### EXERCISE GOAL
Rewrite every item below as a JSON list of strings, with one string per line and blank lines omitted.
┌────────
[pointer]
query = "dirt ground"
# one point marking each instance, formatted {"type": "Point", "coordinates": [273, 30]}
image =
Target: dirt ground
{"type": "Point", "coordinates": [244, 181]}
└────────
### EXERCISE RESPONSE
[
  "[pointer]",
  "query = \"dirt ground\"",
  "# one point marking each instance, formatted {\"type\": \"Point\", \"coordinates\": [273, 30]}",
  "image =",
  "Target: dirt ground",
  "{\"type\": \"Point\", \"coordinates\": [244, 181]}"
]